### TASK DESCRIPTION
Output the entries character for character, starting with the line that contains "If you could pin the snow" and continuing through the line that contains "(1078, 271)".
--- Start ---
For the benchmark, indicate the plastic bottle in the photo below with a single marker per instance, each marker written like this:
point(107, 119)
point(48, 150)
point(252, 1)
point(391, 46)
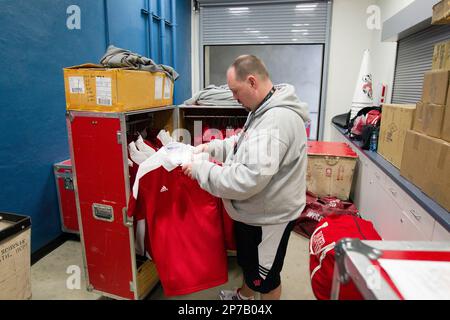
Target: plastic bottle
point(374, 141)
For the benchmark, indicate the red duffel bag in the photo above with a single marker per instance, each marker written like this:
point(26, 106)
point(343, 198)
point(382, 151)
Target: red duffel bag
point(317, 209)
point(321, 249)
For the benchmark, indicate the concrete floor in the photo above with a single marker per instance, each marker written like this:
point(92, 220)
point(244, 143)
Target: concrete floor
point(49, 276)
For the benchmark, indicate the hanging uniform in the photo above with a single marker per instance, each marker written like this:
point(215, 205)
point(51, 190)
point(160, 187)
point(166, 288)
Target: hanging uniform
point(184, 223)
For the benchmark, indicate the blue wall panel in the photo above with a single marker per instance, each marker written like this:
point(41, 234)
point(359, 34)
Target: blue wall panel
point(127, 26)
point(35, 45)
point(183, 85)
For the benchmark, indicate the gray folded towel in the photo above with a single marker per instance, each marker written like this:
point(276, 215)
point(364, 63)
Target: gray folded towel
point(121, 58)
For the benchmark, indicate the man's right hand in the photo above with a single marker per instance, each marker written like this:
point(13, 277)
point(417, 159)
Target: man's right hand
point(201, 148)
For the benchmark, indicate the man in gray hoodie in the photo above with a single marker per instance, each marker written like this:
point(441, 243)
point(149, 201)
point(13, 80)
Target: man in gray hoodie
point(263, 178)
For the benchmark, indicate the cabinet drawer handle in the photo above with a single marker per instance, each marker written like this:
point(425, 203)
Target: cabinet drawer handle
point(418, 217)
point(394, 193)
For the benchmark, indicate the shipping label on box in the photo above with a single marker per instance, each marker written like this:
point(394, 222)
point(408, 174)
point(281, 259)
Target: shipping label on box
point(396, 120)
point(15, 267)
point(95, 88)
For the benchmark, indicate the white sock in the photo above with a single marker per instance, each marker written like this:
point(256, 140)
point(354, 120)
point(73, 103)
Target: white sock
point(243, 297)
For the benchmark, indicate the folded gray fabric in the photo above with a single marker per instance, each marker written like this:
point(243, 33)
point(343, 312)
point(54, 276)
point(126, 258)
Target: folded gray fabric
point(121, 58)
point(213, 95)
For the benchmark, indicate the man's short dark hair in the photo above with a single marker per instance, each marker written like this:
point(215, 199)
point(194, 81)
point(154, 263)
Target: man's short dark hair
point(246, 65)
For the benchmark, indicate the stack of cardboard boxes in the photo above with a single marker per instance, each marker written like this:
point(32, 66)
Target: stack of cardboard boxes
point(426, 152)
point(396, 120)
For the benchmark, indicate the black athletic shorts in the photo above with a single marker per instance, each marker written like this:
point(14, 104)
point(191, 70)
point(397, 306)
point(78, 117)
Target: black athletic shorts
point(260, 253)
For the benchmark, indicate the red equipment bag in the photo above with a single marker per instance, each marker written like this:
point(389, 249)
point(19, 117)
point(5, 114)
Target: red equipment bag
--- End ---
--- Start ---
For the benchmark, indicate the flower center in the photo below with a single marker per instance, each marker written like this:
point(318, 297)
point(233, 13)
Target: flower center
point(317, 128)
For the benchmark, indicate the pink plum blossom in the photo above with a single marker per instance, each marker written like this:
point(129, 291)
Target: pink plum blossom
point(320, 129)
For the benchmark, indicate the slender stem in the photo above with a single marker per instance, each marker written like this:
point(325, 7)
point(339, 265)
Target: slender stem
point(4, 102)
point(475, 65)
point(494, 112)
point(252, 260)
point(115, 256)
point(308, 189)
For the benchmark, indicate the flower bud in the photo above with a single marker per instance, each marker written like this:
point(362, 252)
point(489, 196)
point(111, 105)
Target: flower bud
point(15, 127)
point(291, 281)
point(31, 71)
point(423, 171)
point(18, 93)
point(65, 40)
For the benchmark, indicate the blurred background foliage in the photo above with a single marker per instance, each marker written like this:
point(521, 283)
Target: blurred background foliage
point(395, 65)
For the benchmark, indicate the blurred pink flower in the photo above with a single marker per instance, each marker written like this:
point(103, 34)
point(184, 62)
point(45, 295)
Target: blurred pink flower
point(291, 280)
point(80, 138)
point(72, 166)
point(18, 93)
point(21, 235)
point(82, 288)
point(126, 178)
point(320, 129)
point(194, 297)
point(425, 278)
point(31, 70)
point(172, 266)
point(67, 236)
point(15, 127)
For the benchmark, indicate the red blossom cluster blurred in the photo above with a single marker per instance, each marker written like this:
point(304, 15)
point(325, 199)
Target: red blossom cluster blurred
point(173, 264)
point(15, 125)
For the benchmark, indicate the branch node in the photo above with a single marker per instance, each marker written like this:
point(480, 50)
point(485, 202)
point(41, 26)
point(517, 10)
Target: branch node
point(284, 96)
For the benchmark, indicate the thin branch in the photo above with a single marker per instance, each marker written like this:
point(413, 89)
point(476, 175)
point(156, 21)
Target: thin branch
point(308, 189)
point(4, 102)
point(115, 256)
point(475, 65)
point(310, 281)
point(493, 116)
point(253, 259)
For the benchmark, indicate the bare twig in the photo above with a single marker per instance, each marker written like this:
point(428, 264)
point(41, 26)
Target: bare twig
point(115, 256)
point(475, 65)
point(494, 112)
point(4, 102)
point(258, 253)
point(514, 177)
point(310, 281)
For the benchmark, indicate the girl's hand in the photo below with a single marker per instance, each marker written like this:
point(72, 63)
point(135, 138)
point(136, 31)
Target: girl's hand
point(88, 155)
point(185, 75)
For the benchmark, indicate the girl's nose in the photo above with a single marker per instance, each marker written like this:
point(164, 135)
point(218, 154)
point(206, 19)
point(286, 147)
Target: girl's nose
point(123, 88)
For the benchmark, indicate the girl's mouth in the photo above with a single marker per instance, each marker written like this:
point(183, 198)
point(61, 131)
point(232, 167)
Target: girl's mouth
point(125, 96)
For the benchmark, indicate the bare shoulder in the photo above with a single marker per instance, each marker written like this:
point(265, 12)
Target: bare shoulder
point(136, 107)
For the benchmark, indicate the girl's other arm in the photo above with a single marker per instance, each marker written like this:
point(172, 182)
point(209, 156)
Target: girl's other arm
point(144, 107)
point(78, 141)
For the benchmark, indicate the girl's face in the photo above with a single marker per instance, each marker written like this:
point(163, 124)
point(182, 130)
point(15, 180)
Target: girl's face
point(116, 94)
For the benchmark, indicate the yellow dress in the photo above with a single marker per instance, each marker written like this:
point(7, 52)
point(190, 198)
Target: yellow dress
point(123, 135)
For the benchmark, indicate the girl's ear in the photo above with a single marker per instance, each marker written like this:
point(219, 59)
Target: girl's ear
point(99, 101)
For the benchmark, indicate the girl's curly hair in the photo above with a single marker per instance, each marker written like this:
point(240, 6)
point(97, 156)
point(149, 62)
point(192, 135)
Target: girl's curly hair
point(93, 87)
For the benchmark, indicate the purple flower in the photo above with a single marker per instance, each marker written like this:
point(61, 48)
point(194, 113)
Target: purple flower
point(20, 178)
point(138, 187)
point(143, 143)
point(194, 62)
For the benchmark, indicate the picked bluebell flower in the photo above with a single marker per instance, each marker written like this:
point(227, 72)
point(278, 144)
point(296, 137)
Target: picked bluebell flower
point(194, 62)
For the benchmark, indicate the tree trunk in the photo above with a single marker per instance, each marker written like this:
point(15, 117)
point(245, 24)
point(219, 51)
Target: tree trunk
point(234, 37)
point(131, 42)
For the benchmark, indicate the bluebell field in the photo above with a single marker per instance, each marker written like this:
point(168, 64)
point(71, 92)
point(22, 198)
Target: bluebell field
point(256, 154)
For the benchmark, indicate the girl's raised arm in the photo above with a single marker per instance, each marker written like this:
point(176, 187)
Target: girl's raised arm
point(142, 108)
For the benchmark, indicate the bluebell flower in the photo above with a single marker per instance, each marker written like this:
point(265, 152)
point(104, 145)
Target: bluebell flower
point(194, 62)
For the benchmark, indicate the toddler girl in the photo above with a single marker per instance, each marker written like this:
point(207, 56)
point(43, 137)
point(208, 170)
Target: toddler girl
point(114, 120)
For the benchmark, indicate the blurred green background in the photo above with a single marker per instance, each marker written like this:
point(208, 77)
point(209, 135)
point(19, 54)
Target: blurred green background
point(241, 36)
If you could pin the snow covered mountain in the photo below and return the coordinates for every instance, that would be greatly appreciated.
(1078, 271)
--- End ---
--- Start ---
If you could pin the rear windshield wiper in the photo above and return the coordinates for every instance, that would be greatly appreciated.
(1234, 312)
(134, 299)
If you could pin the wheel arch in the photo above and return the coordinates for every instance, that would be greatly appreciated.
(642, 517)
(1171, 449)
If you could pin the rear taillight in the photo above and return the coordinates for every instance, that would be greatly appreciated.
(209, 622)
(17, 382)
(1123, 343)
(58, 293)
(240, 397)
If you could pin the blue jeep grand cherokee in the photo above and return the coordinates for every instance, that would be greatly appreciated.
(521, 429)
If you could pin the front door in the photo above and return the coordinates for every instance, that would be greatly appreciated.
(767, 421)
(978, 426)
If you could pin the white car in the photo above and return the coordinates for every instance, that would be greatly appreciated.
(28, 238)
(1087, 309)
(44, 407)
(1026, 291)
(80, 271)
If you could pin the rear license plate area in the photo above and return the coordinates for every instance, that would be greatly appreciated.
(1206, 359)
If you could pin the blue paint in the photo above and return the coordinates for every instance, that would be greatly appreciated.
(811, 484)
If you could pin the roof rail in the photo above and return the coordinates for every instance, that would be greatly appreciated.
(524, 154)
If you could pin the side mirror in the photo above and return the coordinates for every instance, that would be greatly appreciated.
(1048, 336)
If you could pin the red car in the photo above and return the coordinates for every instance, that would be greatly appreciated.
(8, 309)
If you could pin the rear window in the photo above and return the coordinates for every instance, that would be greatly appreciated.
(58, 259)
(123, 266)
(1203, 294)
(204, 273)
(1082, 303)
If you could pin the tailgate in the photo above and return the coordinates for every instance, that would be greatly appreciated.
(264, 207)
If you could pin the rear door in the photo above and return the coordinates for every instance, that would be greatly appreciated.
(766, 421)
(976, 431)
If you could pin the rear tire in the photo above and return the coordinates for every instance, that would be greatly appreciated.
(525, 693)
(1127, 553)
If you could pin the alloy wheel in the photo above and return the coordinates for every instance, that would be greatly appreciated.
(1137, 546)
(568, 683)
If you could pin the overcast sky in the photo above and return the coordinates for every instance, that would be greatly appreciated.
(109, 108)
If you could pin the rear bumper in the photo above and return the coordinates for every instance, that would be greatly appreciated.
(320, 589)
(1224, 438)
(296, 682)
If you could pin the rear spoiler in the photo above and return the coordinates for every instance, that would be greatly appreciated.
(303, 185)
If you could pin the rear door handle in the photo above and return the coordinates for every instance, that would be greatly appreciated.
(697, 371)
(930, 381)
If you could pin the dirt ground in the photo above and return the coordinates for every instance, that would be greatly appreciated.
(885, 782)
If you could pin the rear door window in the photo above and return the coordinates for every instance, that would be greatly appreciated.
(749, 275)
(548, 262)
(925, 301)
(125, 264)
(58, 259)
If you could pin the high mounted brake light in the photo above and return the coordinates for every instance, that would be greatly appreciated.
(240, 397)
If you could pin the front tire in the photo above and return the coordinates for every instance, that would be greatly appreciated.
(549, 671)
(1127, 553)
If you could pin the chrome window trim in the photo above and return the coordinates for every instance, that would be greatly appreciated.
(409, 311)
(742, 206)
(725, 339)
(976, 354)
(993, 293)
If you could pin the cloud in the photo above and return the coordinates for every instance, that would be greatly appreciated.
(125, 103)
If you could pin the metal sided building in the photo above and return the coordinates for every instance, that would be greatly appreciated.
--- End ---
### RESULT FOR THIS TASK
If you could pin the snow covered mountain in the photo below and return the coordinates for every instance, that would be greatly appreciated.
(1078, 271)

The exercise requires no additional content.